◆ **Objetivo 1**:
Segundo o acórdão da Relação de Lisboa, quem é a primeira pessoa a tomar conhecimento do conteúdo da correspondência apreendida?
◆ **Objetivo 2**:
Prossiga o acórdão da Relação de Lisboa a partir do ponto em que termina.

Acórdão nº 1286/14.9IDLSB-A.L1-5 de Court of Appeal of Lisbon (Portugal), 04 de Fevereiro de 2020

Magistrado ResponsávelLUÍS GOMINHO
Data da Resolução04 de Fevereiro de 2020
EmissorCourt of Appeal of Lisbon (Portugal)

Decisão Texto Parcial:


Acordam, em conferência, na Secção Criminal (5.ª) da Relação de Lisboa: I - Relatório: I - 1.) Inconformado com o despacho que foi proferido a fls. 1205 dos autos principais (fls. 42 do presente translado), no qual a Mm.ª Juíza de Instrução Criminal de Lisboa (Juiz 6), manteve o decidido a fls. 1195 (aqui fls. 34), recorreu o Ministério Público para a presente Relação, deixando consignadas, no remate da sua motivação, as seguintes conclusões: 1.ª - O despacho da Mm.ª Juiz de Instrução Criminal, viola o disposto no artigo art. 268.º n.º 1 alínea d) do CPP ao pretender que seja o Ministério Público a proceder à abertura de correspondência electrónica.

  1. - Conforme resulta dos relatórios periciais junto aos autos a fls. 1185, os ficheiros de correio electrónico, cuja apreensão foi previamente autorizada judicialmente, foram posteriormente pesquisados, autonomizados e gravados em DVD, não tendo sido abertos pelo OPC ou pelo Ministério Público, porquanto tal lhes está vedado legalmente.

  2. - Com a promoção de fls. 1193, o que é pretendido é que a Mm.ª Juiz de Instrução tome conhecimento do teor dos e-mails em primeiro lugar, conforme determina a lei, procedendo à abertura dos mesmos e que seja ordenada a sua junção aos autos, caso se mostrem relevantes à investigação do ilícito em apreço.

  3. - O regime de apreensão de correspondência encontra-se previsto no Código de Processo Penal, no art. 179.º, o qual estabelece, desde logo no n.º 1, que tais apreensões sejam determinadas por despacho judicial, o que decorre do art. 34.º da CRP, sob a epígrafe "Inviolabilidade do domicílio e da correspondência", que estabelece a proibição de toda a ingerência das autoridades públicas na correspondência, salvos os casos previstos na lei em matéria de processo criminal.

  4. - "O juiz que tiver autorizado ou ordenado a diligência é a primeira pessoa a tomar conhecimento do conteúdo da correspondência apreendida".

  5. - O que se aplica ao correio electrónico já convertido em ficheiro legível, por força da subsequente Lei n.º 109/2009, de 15 de Setembro, o que constitui acto da competência exclusiva do Juiz de Instrução Criminal, nos termos do art. 268.º, n.º 1, alínea d), do CPP.

  6. - Constituindo a sua violação nulidade expressa absoluta e que se reconduz, a final, ao regime de proibição de prova, prevista no art. 120.º, n.º 2, alínea d), do CPP.

◆ **Lista de registos**:
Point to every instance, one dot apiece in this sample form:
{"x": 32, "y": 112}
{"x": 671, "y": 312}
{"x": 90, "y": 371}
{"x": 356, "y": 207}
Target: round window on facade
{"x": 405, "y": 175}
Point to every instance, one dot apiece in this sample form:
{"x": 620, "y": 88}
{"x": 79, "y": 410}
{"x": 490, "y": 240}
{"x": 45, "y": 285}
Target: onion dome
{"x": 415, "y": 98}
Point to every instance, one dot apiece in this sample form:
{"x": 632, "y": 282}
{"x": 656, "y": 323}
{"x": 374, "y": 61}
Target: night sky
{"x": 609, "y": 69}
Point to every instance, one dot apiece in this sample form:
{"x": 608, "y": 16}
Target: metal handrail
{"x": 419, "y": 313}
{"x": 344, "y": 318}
==
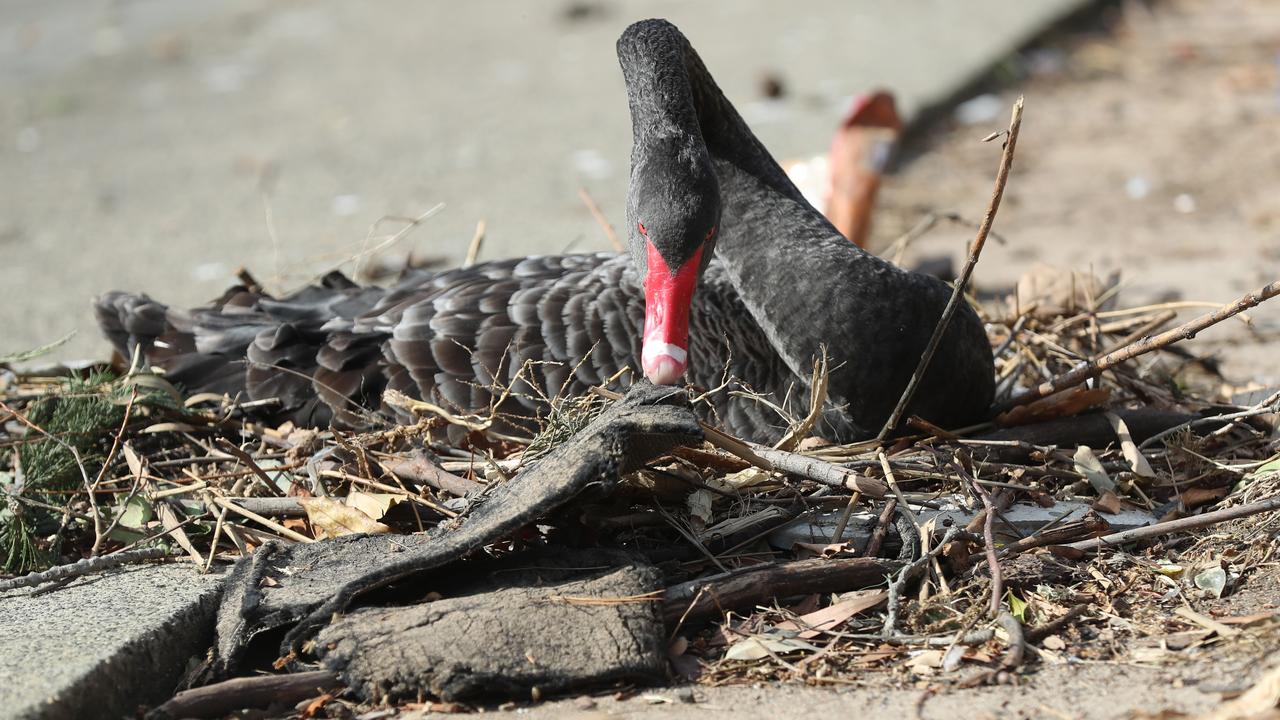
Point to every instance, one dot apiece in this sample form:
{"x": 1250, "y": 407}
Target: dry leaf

◆ **Resposta 1**:
O juiz que tiver autorizado ou ordenado a diligência.

◆ **Resposta 2**:
  7. - Pelo que, o douto despacho da Mm.ª Juiz deve, em nosso entender, ser revogado, substituindo-se por outro que designe data para abertura de correspondência, sob pena de o meio de prova ser declarado nulo.

  8. - Tendo-se, ainda, em conta que o presente inquérito foi declarado de natureza urgente, atento o perigo de prescrição.

I - 2.) Não coube resposta ao recurso apresentado.

A Mm.ª Juíza proferiu despacho de sustentação.

II - Subidos os autos a esta Relação, a Exm.ª Sr.ª Procuradora-Geral Adjunta emitiu parecer aderindo à motivação apresentada.

* Seguiram-se os vistos legais.

* Tendo lugar a conferência.

Cumpre apreciar e decidir: III - 1.) Tal como decorre das conclusões acima deixadas transcritas, consabidamente definidoras do respectivo objecto, com o recurso apresentado, tem em vista o Ministério Público submeter à apreciação deste Tribunal basicamente a seguinte questão: Envolvendo a apreensão realizada correio electrónico, a quem compete proceder à sua abertura? III – 2.) Confiramos o teor do despacho recorrido: “Pese embora o referido pelo Ministério Público a fls. 1202 dos autos mantenho o decidido a fls. 1195 dos autos.

Devolva ao DIAP”.

Sendo que nesse lugar se havia deixado referido o seguinte: “Atendendo aos elementos já recolhidos, nos autos, indiciam estes a prática de factos suscetíveis de integrar a tipicidade objetiva e subjetiva dos seguintes crimes de fraude fiscal.

Face ao exposto, tendo em conta a natureza dos factos indiciados, as circunstâncias em que se indicia terão sido praticados e com vista ao esclarecimento da factualidade em investigação e à obtenção de prova e por se mostrar necessário, ajustado, proporcional e adequado, face ao fim e considerando a gravidade dos factos e crimes em investigação autorizo a pesquisa informática à caixa de correio eletrônico indicada a fls. 1193, bem como a apreensão e registo de ficheiros provenientes de comunicações eletrônicas ou de quaisquer dados relativos àquelas, existentes em tal caixa de correio, que se mostrem relacionados com os factos em investigação e que possam servir para seu esclarecimento e para prova - cfr. art. 11.º, n.º1, al. c), 15.º, 16.° e 27.° da Lei n.º 109/2009 de 15/9.

D.N.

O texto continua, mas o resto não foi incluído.